> **EXERCISE DIRECTIONS**:
Take the line that contains "yellow jam with" and every line after it in the material below, and quote them exactly.

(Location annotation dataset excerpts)
*****
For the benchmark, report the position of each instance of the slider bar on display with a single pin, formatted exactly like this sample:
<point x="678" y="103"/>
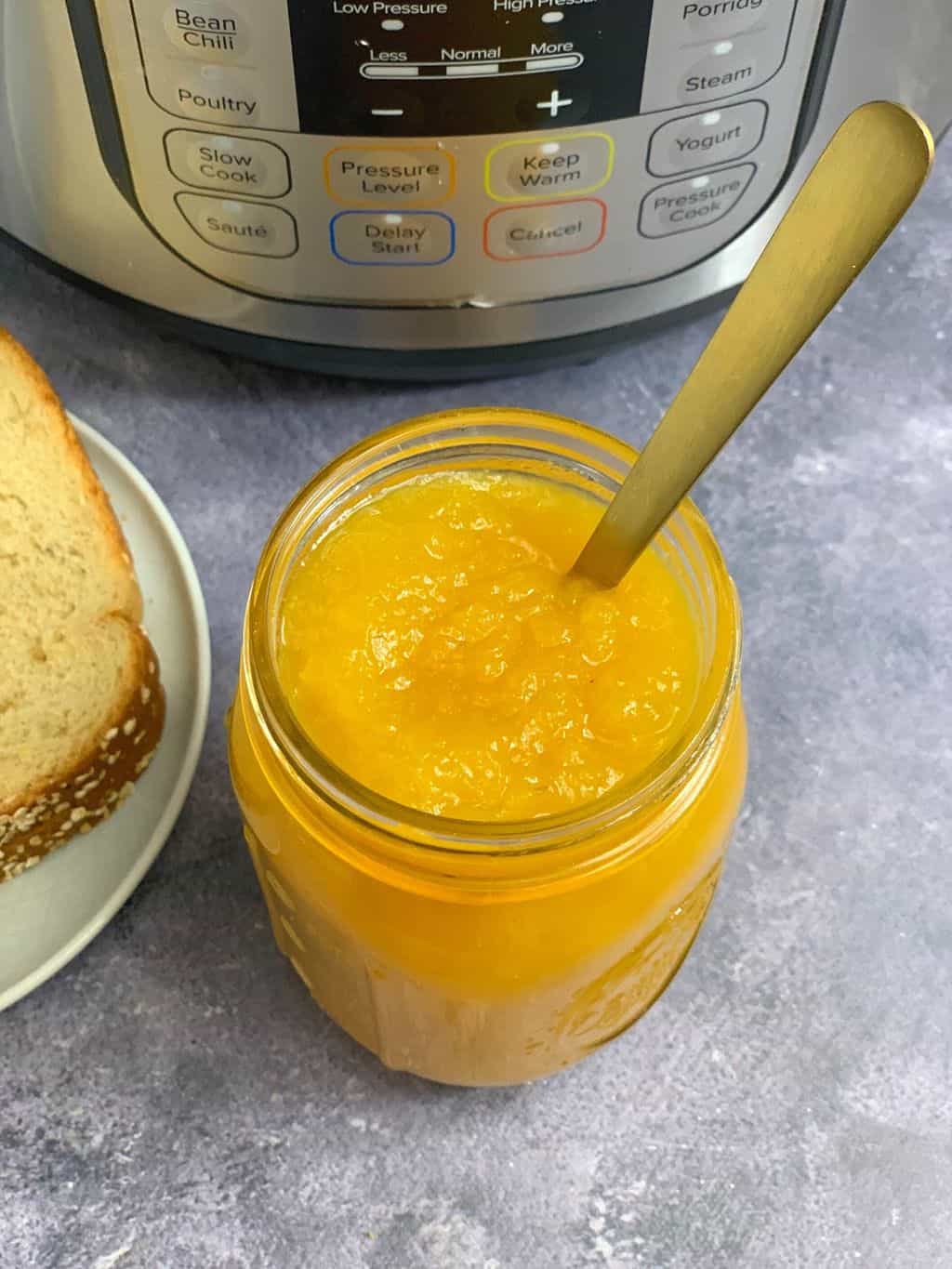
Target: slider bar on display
<point x="472" y="70"/>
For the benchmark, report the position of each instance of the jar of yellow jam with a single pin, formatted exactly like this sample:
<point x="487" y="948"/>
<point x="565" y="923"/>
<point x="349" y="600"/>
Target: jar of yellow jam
<point x="487" y="803"/>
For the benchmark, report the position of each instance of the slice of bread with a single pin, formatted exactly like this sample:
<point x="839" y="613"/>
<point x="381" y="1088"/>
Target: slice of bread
<point x="82" y="708"/>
*****
> **RESULT OF THIS EXERCISE**:
For the benchmark, report the position of each instance of the jar of yellow jam with a single pin, formatted exactly like this sample:
<point x="487" y="948"/>
<point x="565" y="923"/>
<point x="349" y="600"/>
Target: jar of yellow jam
<point x="487" y="803"/>
For the benchmark, report the position of each instance of the slice of bread with a single pin, formatted exactly like this sample:
<point x="839" y="613"/>
<point x="381" y="1088"/>
Target: slice of bread
<point x="82" y="708"/>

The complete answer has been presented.